(Stored records)
Content starts
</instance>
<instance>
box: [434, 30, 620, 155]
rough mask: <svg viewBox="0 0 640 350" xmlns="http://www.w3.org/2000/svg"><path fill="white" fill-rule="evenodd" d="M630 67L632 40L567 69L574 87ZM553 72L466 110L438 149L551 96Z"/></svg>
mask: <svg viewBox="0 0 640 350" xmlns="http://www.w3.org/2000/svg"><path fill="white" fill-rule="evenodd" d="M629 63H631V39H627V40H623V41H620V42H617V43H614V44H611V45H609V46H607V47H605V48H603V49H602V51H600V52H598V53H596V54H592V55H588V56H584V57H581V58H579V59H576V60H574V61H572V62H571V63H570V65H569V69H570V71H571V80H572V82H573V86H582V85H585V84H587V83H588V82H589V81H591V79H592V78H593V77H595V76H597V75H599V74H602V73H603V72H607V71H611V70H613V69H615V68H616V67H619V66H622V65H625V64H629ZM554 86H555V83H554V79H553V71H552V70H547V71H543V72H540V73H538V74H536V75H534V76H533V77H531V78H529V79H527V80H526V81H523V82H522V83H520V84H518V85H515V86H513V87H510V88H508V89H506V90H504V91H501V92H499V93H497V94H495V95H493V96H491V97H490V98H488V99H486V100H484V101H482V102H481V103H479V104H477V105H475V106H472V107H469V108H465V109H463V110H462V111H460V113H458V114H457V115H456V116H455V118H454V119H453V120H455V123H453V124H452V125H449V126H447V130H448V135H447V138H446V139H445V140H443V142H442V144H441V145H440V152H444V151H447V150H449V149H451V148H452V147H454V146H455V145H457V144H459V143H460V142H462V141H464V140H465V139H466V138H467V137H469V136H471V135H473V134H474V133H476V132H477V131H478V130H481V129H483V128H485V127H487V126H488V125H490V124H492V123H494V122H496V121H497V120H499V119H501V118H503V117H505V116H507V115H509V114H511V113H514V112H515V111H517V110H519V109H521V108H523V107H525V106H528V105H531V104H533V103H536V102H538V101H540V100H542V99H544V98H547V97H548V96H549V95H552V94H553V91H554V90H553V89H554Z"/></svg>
Content ends
* _Brief_
Each of the lines above should be printed again precisely as it reads.

* _Answer to the problem_
</instance>
<instance>
box: [434, 30, 620, 155]
rough mask: <svg viewBox="0 0 640 350" xmlns="http://www.w3.org/2000/svg"><path fill="white" fill-rule="evenodd" d="M630 67L632 40L567 69L574 87ZM553 72L466 110L438 149L551 96Z"/></svg>
mask: <svg viewBox="0 0 640 350" xmlns="http://www.w3.org/2000/svg"><path fill="white" fill-rule="evenodd" d="M629 63H631V39H627V40H623V41H620V42H617V43H614V44H611V45H609V46H607V47H605V48H603V49H602V51H600V52H598V53H596V54H592V55H588V56H584V57H581V58H579V59H576V60H574V61H572V62H571V63H570V65H569V69H570V71H571V80H572V82H573V86H582V85H585V84H587V83H588V82H589V81H591V79H592V78H593V77H595V76H597V75H599V74H602V73H603V72H607V71H611V70H613V69H615V68H616V67H619V66H622V65H625V64H629ZM554 86H555V83H554V79H553V71H552V70H547V71H543V72H540V73H538V74H536V75H534V76H533V77H531V78H529V79H527V80H526V81H523V82H522V83H520V84H518V85H515V86H513V87H510V88H508V89H506V90H504V91H501V92H499V93H497V94H495V95H493V96H491V97H490V98H488V99H486V100H484V101H482V102H481V103H479V104H477V105H475V106H472V107H469V108H465V109H463V110H462V111H460V113H458V114H457V115H456V116H455V118H454V119H453V120H455V123H453V124H452V125H449V126H447V130H448V135H447V138H446V139H445V140H443V142H442V144H441V145H440V152H444V151H447V150H449V149H451V148H452V147H454V146H455V145H457V144H459V143H460V142H462V141H464V140H465V139H466V138H467V137H469V136H471V135H473V134H474V133H476V132H477V131H478V130H481V129H483V128H485V127H487V126H488V125H490V124H492V123H494V122H496V121H497V120H499V119H501V118H503V117H505V116H507V115H509V114H511V113H514V112H515V111H517V110H519V109H521V108H523V107H525V106H528V105H531V104H533V103H536V102H538V101H540V100H542V99H544V98H547V97H548V96H549V95H552V94H553V91H554V90H553V89H554Z"/></svg>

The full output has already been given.